Your instructions:
Extend the D. H. Lawrence quotation collection below, picking up directly after its final sentence.

Source excerpt:
· · · ·
1885-1930, British Author
How beautiful maleness is, if it finds its right expression.
D. H. Lawrence – [Men]


I am sure no other civilization, not even the Romans, has showed such a vast proportion of ignominious and degraded nudity, and ugly, squalid dirty sex. Because no other civilization has driven sex into the underworld, and nudity to the W.C.
D. H. Lawrence – [Sex]


I believe a man is born first unto himself –for the happy developing of himself, while the world is a nursery, and the pretty things are to be snatched for, and pleasant things tasted; some people seem to exist thus right to the end. But most are born again on entering manhood; then they are born to humanity, to a consciousness of all the laughing, and the never-ceasing murmur of pain and sorrow that comes from the terrible multitudes of brothers.
D. H. Lawrence – [Adulthood]


I believe that a man is converted when first he hears the low, vast murmur of life, of human life, troubling his hitherto unconscious self.
D. H. Lawrence – [Conversion]


I can't bear art that you can walk round and admire. A book should be either a bandit or a rebel or a man in the crowd.
· · · ·
Data block:
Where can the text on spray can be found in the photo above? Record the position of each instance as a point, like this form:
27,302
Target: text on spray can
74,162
· · · ·
Expected answer:
D. H. Lawrence – [Books and Reading]


I can't do with mountains at close quarters — they are always in the way, and they are so stupid, never moving and never doing anything but obtrude themselves.
D. H. Lawrence – [Mountains]


I cannot be a materialist — but Oh, how is it possible that a God who speaks to all hearts can let Belgravia go laughing to a vicious luxury, and Whitechapel cursing to a filthy debauchery — such suffering, such dreadful suffering — and shall the short years of Christ's mission atone for it all?
D. H. Lawrence – [God]


I cannot cure myself of that most woeful of youth's follies — thinking that those who care about us will care for the things that mean much to us.
D. H. Lawrence – [Taste]


I don't like your miserable lonely single ''front name.'' It is so limited, so meager; it has no versatility; it is weighted down with the sense of responsibility; it is worn threadbare with much use; it is as bad as having only one jacket and one hat; it is like having only one relation, one blood relation, in the world. Never set a child afloat on the flat sea of life with only one sail to catch the wind.
D. H. Lawrence – [Names]


I hate the actor and audience business. An author should be in among the crowd, kicking their shins or cheering them on to some mischief or merriment.
D. H. Lawrence – [Writers and Writing]


I hold that the parentheses are by far the most important parts of a non-business letter.
D. H. Lawrence – [Letters]


I like to write when I feel spiteful. It is like having a good sneeze.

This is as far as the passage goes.